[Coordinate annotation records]
== == ==
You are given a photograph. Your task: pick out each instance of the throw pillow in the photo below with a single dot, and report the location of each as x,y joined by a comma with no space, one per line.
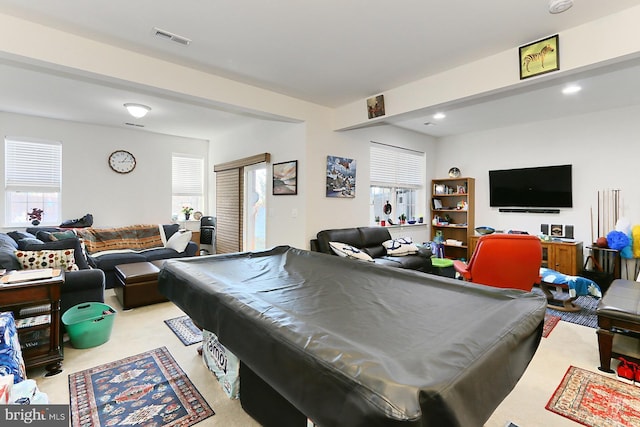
75,244
170,229
400,247
179,241
31,260
348,251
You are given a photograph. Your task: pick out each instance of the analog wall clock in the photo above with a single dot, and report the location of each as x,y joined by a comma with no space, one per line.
122,161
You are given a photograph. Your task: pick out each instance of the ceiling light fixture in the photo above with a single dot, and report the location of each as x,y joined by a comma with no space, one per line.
166,35
559,6
137,110
571,89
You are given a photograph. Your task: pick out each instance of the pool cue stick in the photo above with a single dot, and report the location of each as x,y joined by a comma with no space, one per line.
591,217
598,213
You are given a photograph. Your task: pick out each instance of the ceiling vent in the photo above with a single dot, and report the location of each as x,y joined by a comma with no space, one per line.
163,34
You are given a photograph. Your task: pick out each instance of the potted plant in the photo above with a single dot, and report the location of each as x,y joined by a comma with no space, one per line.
186,210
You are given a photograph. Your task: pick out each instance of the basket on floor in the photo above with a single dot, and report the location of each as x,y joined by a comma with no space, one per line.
89,324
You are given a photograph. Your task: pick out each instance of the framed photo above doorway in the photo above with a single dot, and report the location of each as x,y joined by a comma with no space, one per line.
285,178
539,57
375,106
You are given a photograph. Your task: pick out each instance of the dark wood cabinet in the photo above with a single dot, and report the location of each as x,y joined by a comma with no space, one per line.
36,309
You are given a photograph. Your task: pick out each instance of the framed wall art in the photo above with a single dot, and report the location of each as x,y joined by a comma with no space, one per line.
285,178
539,57
375,106
341,177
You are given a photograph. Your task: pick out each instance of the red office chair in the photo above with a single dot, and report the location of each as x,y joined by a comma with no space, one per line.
504,261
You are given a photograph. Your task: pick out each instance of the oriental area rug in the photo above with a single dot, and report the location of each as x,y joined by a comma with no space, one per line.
596,400
184,329
147,389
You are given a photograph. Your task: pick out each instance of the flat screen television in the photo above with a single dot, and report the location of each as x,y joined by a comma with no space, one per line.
539,187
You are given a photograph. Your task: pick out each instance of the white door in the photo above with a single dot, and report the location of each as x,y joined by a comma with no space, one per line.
255,210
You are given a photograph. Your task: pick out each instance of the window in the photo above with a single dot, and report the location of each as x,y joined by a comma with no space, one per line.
187,177
32,180
397,177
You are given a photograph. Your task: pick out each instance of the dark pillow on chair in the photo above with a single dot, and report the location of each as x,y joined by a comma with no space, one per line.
7,242
27,241
9,261
61,235
375,251
17,235
74,244
44,236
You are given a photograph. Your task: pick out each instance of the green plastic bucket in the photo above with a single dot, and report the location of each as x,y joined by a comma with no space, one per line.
89,324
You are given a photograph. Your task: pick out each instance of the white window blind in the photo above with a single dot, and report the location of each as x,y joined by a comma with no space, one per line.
187,175
395,166
33,166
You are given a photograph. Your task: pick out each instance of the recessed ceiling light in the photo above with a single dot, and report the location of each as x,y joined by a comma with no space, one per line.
166,35
559,6
137,110
571,89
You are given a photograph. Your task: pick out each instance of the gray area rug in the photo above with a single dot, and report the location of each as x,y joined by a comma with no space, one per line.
184,329
585,317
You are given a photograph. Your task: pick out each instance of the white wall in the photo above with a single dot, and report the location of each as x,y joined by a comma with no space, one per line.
339,213
90,186
315,211
286,215
602,147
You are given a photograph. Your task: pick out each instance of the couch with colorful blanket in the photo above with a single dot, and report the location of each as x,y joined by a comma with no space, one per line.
108,247
373,244
21,250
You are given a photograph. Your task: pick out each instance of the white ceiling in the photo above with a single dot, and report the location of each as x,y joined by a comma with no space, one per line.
331,53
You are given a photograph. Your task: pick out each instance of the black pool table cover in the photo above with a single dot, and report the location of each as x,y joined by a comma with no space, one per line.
350,343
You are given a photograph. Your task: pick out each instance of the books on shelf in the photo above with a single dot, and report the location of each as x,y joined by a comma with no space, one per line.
28,322
34,309
28,275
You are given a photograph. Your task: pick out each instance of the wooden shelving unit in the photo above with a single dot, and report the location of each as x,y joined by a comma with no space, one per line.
564,257
36,309
453,199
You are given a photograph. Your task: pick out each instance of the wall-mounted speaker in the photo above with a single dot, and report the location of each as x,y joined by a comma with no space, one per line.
568,231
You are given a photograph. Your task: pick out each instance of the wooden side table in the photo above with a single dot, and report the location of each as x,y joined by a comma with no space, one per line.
36,308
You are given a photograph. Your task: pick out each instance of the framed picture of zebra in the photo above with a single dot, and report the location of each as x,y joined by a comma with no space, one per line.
539,57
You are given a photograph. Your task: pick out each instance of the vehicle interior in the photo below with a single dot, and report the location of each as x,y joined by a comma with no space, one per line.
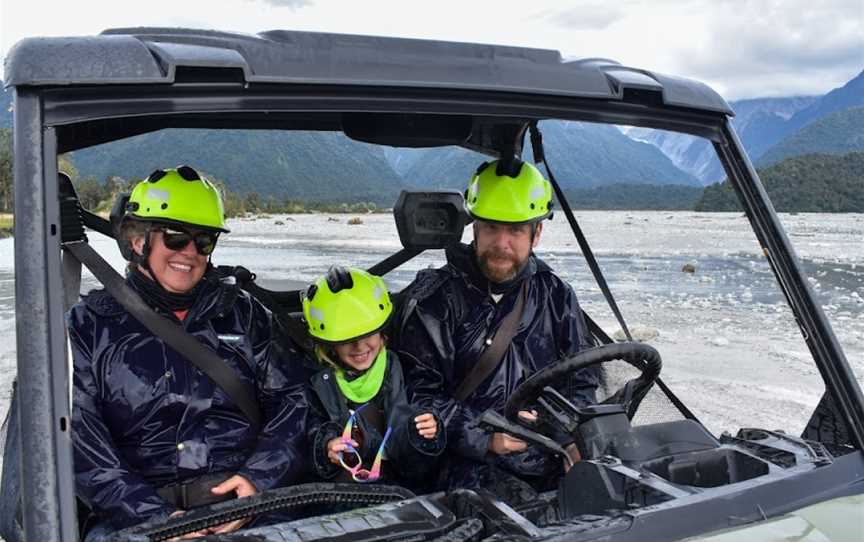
635,480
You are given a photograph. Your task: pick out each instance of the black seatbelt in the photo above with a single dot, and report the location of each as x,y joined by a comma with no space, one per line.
491,357
176,337
540,156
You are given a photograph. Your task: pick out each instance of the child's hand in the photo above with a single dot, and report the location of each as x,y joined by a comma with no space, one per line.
335,447
426,425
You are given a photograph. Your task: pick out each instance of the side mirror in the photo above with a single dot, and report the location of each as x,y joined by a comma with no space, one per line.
430,220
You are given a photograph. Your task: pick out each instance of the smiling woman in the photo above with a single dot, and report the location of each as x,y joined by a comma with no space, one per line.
167,232
151,436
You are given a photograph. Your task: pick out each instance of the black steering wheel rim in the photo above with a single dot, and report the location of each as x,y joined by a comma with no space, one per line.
641,356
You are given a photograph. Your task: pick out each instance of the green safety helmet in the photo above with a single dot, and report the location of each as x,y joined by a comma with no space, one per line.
346,304
512,192
177,196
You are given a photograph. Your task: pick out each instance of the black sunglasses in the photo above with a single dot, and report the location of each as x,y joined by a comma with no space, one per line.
186,172
175,238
== == ==
:: Work instructions ::
Write out the whole listing again, exactly, with no pictures.

:: Solution to this task ::
You are given a photograph. Your task: pick out each instance of the throw pillow in the photo below with a single dot, and report the location of each as x,y joined by a comma with no space, one per line.
75,244
170,229
400,247
179,241
31,260
348,251
You are given a photograph. Your task: pick out each instance of the analog wall clock in the photo above with a single dot, and report the location of each as x,y joined by a comma with no space, one per line.
122,161
You are given a photograph. Your task: pick out each instance of the ceiling light fixture in the photo above with a single dot, and report the location of each as x,y joined by a comma with no space, one per line.
166,35
559,6
137,110
571,89
You are given a photograph. Your task: pick out each instance of the pool cue stick in the photo above with a single dot, and report the location of each as x,y joined by a comma with no space, one per line.
591,217
598,213
You are given a photograph. Your task: pick out each instance of the ceiling vent in the photo above with a single dot, and report the location of each as x,y joined by a comma with no space, one per line.
163,34
You are given a photograph. Your task: pick out each instance of the potted plant in the photo above with a single dot, and report the location of each as x,y joined by a comma with no space, one per line.
186,210
You are given a photograph. Your task: pick out each instance of the basket on floor in the photo above with a single dot, and report the location of each as x,y joined by a comma with no space, one per line.
89,324
You are given a photograph. Your task: pick out each instance of the framed photo above doorway in the photo above with a single dot, and report the location of each as x,y joined by a comma with no space, one per line.
285,178
539,57
375,106
You are given a photograph. Your task: pick out each instance of the dark wood cabinet in the photo above with a single dot, and report the location of each as x,y joined by a comma with no space, one per line.
36,309
You are given a photograph. Your task: pick out each instance of the framed wall art in the photo above with a single dot, and report the location of each as x,y joined by a comma with no space, one per line.
285,178
539,57
375,106
341,177
You are given a photograph. Your task: pick out each instance of the red office chair in the photo above with a single dot, and report the location of each as x,y joined by a comma with no space, one per line.
504,261
You are given a photograph. Your task: pick out each instance of the oriental area rug in the photo above with a single dot, and report the location of each as x,y joined by a comma with no space, one per line.
596,400
184,329
147,389
You are given a photograph. Your task: pick out each instance of the flat screen television in the photo above with a single dot, and report the location of each as x,y joined by a comma with no space, one per line.
539,187
You are given a photograph. Your task: pick out each instance of the white door in the photo above with a single dot, and report the location of each as x,y joined by a comma with no space, one per line.
255,210
You are given a photograph. Your task: pick out each instance of the window in the photo above with a single dot, and report the location of each as x,y joined by a comma with no space, one per line.
187,177
32,180
397,177
You are given a photograph. Your task: pick out each instance of the dark pillow on chair in the photo above with a single dot, and report the location of each as x,y joined by a comma with no space, one per line.
7,242
27,241
9,261
61,235
375,251
17,235
74,244
44,236
You are given a photograph. Your task: pick out each instance of the green plastic bucket in the photo above with a single dot, and report the location of each as x,y joined by a comma with no space, one per line.
89,324
You are given a photograph. Your task: pick out each instance of the white window blind in the photo above with a single dot, and report the location of each as x,y joined by a comma with no space, one per line.
187,175
395,166
33,166
You are given a photograph. Your task: pick out each instance of the recessed ceiling light in the photo above with a single dot, and report the location of each as x,y joined by a comma with no space, one per line.
166,35
559,6
137,110
571,89
You are given a photograph. Your task: pick out each instance of the gray area rug in the photo above with a single dot, and report the location of each as x,y joined by a comma with no space, one per line.
184,329
585,317
You are given a photograph. Your task: pick out each instance of the white wall in the photo above with a single dot, and report the location of each as x,y joined by a comma with no space, one per line.
339,213
90,186
315,211
286,215
602,147
You are given a photograph. Your task: pick out each instance of the couch with colorful blanket in the photo above with a single dot, and report the location of each as x,y joined by a comma with no space, one per line.
108,247
373,244
21,250
You are given a photograph. Your task: pick out each instance of the white ceiling in the photo above with a single dot, and report the location of each as x,y joined by a comma with no space, one per line.
331,53
You are given a photograph. Your task: pick out each instance of the black pool table cover in the photo above with a single dot, and report the location of each as x,y joined by a comma with no space, one per line.
350,343
You are given a photograph. Your task: pick out each instance of the books on shelf in the photo above with a single dot, and report the location of each as x,y joined by a comma with no space, one per line.
28,322
34,309
28,275
You are given a photograph. Your task: pick out each instance of the wooden shelving unit in the photo above with a single dot, and report the location of each as x,y joined by a comma with no space, one per line.
564,257
36,309
453,199
You are given a photograph. Your task: pick out each instance of the wall-mounted speaker in the photo above with a single dot, and report the location of each as x,y joined by a comma with no space, one per line.
568,231
You are given a photograph. Your task: pick out each instance of the wooden side table in the photo above with a single dot, and report the location of each as x,y joined by a comma with no space, one per line.
36,308
You are given a photograph. Your task: pick out each instance of the framed picture of zebra in the photo above with a single dot, and report the location of each as x,y joined by a comma with no space, one per line.
539,57
You are given a photograph. Your task: pick out each instance of the vehicle interior in the photo below with a single dot, and report the location of each as x,y joined by a comma with no space, one per line.
635,480
You are given a photograph. Your task: pick out each instance of the black seatbelt in the photo above with a single dot, and report the location of each as x,y joined by a comma with no space, one per line.
491,357
176,337
540,156
You are given a photograph. Your task: pick out each instance of the child's hand in the photo above with a single dot, and report the location of each as x,y joined by a comma with no space, one per line.
335,447
426,425
You are given a photograph. Your task: pick out each instance of the side mirror in the photo above with a single dot, and report the location of each as x,y joined by a comma with no space, one per line.
430,220
You are given a photograph. Your task: pick out each instance of the smiling woman in the photo above with a single dot, and report the location of each as x,y joined by a comma with no space, one per line.
167,232
151,436
You are given a photograph. Your task: pick out each instance of the black steering wheel rim in the photo above with a single dot, and report the location of each as x,y joined by a comma with no space, one per line.
641,356
You are given a photograph. Your task: pick out each instance of the green safety helmet in the photo above with a single dot, and report the location of each as x,y joined by a comma with no space, one per line.
346,304
512,192
177,196
You are given a photograph. Your task: pick out each instance of the black sunglasses in the photo above with a single dot, and report the location of each as x,y joined by a comma with no space, one per line.
186,172
175,238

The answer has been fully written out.